[Saved entries]
#####

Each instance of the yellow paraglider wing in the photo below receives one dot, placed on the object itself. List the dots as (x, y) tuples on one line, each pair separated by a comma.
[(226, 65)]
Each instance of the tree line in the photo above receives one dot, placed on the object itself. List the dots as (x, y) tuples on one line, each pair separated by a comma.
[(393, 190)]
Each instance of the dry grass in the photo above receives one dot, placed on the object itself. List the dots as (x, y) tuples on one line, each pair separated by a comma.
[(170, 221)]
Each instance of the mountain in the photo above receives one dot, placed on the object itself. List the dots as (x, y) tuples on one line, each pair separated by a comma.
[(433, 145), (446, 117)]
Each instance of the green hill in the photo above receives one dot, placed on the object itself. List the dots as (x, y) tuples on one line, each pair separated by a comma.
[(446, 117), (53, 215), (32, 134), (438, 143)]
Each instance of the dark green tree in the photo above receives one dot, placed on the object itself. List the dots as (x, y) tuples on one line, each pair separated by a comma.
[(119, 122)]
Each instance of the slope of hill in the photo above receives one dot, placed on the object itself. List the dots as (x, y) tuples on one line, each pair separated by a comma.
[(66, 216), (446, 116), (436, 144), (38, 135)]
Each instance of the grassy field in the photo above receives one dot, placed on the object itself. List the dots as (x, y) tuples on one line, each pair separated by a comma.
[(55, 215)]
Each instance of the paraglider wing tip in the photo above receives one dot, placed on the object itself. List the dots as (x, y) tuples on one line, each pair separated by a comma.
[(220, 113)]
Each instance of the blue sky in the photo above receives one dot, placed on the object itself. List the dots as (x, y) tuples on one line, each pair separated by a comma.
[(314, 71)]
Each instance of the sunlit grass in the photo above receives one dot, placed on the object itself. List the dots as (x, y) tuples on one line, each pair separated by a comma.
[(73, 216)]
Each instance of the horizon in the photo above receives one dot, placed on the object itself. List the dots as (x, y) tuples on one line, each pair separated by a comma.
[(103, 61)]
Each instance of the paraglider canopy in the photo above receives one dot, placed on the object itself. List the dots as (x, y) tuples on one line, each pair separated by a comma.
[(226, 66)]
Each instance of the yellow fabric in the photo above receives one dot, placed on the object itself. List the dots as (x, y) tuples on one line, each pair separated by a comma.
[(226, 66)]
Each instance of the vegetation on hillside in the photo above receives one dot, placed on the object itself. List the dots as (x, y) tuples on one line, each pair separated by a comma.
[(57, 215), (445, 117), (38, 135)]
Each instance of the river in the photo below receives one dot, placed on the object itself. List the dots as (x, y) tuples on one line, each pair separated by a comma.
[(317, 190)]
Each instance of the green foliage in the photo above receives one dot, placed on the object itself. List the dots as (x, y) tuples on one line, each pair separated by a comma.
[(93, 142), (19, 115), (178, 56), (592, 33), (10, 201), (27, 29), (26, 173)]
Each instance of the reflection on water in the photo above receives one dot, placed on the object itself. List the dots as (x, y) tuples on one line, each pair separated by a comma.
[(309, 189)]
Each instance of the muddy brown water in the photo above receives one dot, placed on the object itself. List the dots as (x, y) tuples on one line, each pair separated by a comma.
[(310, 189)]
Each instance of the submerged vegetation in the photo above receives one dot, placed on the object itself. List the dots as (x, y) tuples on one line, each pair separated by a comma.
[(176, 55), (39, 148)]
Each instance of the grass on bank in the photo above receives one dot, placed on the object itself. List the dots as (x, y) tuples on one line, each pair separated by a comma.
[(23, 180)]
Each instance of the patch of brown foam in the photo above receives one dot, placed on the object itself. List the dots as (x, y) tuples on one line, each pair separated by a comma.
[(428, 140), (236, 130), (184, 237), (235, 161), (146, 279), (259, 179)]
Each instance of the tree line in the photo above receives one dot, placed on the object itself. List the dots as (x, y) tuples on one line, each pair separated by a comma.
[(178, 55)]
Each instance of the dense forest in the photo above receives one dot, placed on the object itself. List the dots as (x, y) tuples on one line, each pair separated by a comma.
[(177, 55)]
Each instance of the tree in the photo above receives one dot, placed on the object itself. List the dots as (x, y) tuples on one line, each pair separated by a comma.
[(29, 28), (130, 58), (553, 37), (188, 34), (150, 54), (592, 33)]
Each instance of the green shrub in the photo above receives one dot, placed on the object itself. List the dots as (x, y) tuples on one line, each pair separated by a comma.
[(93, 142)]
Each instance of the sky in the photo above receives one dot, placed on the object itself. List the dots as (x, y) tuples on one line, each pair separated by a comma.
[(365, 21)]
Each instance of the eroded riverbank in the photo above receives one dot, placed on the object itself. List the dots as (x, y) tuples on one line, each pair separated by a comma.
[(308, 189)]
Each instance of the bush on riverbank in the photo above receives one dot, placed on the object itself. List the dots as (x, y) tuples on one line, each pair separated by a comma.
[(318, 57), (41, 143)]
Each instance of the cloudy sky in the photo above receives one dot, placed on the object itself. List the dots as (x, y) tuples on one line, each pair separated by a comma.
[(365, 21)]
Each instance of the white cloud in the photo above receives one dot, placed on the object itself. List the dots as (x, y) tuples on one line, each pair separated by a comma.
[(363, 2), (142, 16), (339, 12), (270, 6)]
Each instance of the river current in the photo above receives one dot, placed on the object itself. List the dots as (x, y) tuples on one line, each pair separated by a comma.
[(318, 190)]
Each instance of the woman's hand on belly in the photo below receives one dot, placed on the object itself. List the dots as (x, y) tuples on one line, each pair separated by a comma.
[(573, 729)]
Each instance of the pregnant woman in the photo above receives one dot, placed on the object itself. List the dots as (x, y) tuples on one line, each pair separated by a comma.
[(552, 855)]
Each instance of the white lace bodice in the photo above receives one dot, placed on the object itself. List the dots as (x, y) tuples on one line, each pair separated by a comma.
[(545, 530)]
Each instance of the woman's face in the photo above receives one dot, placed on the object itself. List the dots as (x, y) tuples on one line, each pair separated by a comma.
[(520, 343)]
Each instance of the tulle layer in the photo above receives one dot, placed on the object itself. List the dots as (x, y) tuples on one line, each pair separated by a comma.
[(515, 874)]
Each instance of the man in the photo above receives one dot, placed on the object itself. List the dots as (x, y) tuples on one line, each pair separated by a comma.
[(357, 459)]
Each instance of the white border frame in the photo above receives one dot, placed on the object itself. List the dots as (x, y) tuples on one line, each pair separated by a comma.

#####

§ YOUR ASSIGNMENT:
Retyping the data above exactly and in full is the task.

§ RESPONSE TO THE TASK:
Each instance of the yellow paraglider wing in the photo below receives one dot, placed on the object itself. List the dots as (x, y) tuples on one line, each pair separated by a comma.
[(226, 65)]
Each instance of the tree line in the photo above receives one dot, placed on the object itself. List the dots as (x, y) tuples on one line, each pair separated by a comma.
[(393, 190)]
Each instance of the dry grass in the photo above receives one dot, placed on the object itself. List the dots as (x, y) tuples on one line, each pair separated by a comma.
[(170, 221)]
Each instance of the mountain in the photo above receives one dot, placed on the object itself. List the dots as (x, y) tuples on one line, each pair separated by a comma.
[(433, 145), (446, 117)]
Each instance of the green hill in the photo above receives one dot, placed on the object itself. List the dots as (x, y) tuples on one line, each pair separated by a comma.
[(446, 117), (53, 215), (32, 134), (438, 143)]
Each instance of the dark green tree in the photo above receives one dot, placed on the object itself. List the dots as (x, y) tuples on one line, each pair separated by a comma.
[(119, 122)]
Each instance of the slope of hill in the photo above receives one dot, placed on the object itself. List the dots as (x, y) tuples on one line, each pair separated by a comma.
[(66, 216), (446, 116), (436, 144), (38, 135)]
Each instance of the grassy field in the photo above receives one dot, placed on the object itself. List the dots as (x, y) tuples on one line, each pair separated by a comma.
[(55, 215)]
Each instance of the paraglider wing tip in the photo above receives one dot, placed on the object itself. List the dots as (x, y) tuples on one line, each pair separated by a comma.
[(220, 113)]
Each instance of the blue sky in the photo above receives one dot, placed on the object itself. List the dots as (x, y) tuples on one line, each pair separated by a comma.
[(314, 71)]
Each instance of the sunlit grass in the photo above receives one dot, placed on the object itself. List the dots as (x, y) tuples on one line, each pair separated by a comma.
[(73, 216)]
Each instance of the horizon in the photo above receives one dot, placed on the object itself. List the dots as (x, y) tuples on one line, each pair separated by a comma.
[(103, 61)]
Each instance of the paraglider canopy in the photo above receives one dot, placed on the object itself. List the dots as (x, y) tuples on one line, each pair separated by a comma.
[(226, 66)]
Each instance of the yellow fabric in the photo above receives one dot, placed on the object itself. List the dots as (x, y) tuples on one line, each pair separated by a comma.
[(226, 66)]
Each instance of the vegetation on hillside in the photo above receives one dot, placed on the object itself. List the dots as (x, y) tuples on one line, each pair separated by a comma.
[(57, 215), (445, 117), (38, 135)]
Each instance of the river in the photo below receives one dot, placed on the object itself. List the dots as (x, y) tuples on one line, each pair separated by a comma.
[(317, 190)]
Each instance of the green foliage in the photo above receives one dot, placed on the object itself. List the dots as (x, y) tuples on one line, each pair separated by a comma.
[(93, 142), (19, 115), (178, 56), (592, 33), (10, 201), (27, 29), (26, 173)]
Each instance of the reflection on water in the photo above receives one dot, placed on the object itself. List the dots as (x, y) tuples on one line, each pair separated by a comma.
[(309, 189)]
Each instance of the muddy brown water in the photo above receives one dot, placed on the object itself. List the dots as (x, y) tuples on one line, each pair separated by a comma.
[(310, 189)]
Each instance of the submerged vegetation in the photo above receives one dot, placed on the object itself. List the dots as (x, y) tuples on one line, each pair separated by a comma.
[(176, 55), (39, 148)]
Each instance of the grass on bank in the photo above receives one dot, placed on the object itself. List the dots as (x, y) tuples on one line, each pair separated by a comma.
[(23, 180)]
Each instance of the patch of brown foam in the photo above receives one dot, placed on the object itself. List the dots as (x, y) tuples on one line, each pair separated by a comma.
[(428, 140), (236, 130), (184, 237), (235, 161), (146, 279), (259, 179)]
Each instance of the tree line in the photo above receives one dot, placed on the object itself. List the dots as (x, y) tuples on one line, each pair separated by a comma.
[(178, 55)]
Each instance of the dense forest in the photo above receives one dot, placed on the object itself. List the dots as (x, y) tuples on one line, each pair separated by a comma.
[(177, 55)]
Each instance of the tree in the photo above receives one dot, placed on the object itself. List the dots as (x, y) tuples on one line, each pair separated by a comma.
[(29, 28), (130, 58), (553, 37), (188, 34), (150, 54), (592, 33)]
Each instance of the green shrub in the photo above receives one dot, placed on the object itself. List the dots as (x, y) tuples on one line, each pair separated by a comma.
[(93, 142)]
Each instance of the sky in the photo above receives one dot, placed on the object itself. List the dots as (x, y) tuples on one line, each pair separated by a comma.
[(365, 21)]
Each instance of the eroded riverbank in the photo above receives one dot, placed on the object itself. List the dots as (x, y) tuples on one line, each pair separated by a comma.
[(308, 189)]
Each instance of the bush on riverbank in the photo above receives one dot, placed on the object itself. List the dots as (x, y) tuples on one line, each pair separated by a comma.
[(318, 57), (41, 143)]
Each instance of the cloudy sky in the photo above receives one dot, placed on the object itself. List the dots as (x, y) tuples on one line, each pair separated by a comma.
[(365, 21)]
Each instance of the white cloud in the photo above receives one dot, placed on the object itself. List the dots as (x, y) tuples on one line, each pair separated by a comma.
[(363, 2), (142, 16), (339, 12), (270, 6)]
Each instance of the river current in the photo above receives one dot, placed on the object itself. List the dots as (x, y) tuples on one line, each pair separated by a comma.
[(318, 190)]
Each instance of the woman's hand on belly in the photo below receives one dot, placed on the object itself. List the dots as (x, y) tuples on one line, each pair separated by a comma.
[(573, 729)]
Each instance of the pregnant woman in the photo above receives one dot, placed on the object itself. List the dots as (x, y) tuples on one line, each pair separated by a comma.
[(552, 855)]
Each instance of the white lace bodice in the photo above receives one dot, placed on the object itself. List the dots as (x, y) tuples on one line, each pair separated by a comma.
[(545, 530)]
Each instance of the woman's face in the photo above receives one dot, placed on the object itself. List the dots as (x, y) tuples on one line, each pair separated by a comma.
[(520, 343)]
Each instance of the tulle layer in the photo above receives one dot, placed on the object itself. List the dots as (x, y) tuples on one line, each pair separated by a comma.
[(515, 874)]
Each instance of the man in the photo above receives one dot, placed on the object itself. List the dots as (x, y) tuples on one line, each pair separated by a comma.
[(357, 459)]
Each instance of the white border frame in the photo above receives one dot, placed on the object itself. List the dots as (x, y) tuples on one line, each pair separated by a comma.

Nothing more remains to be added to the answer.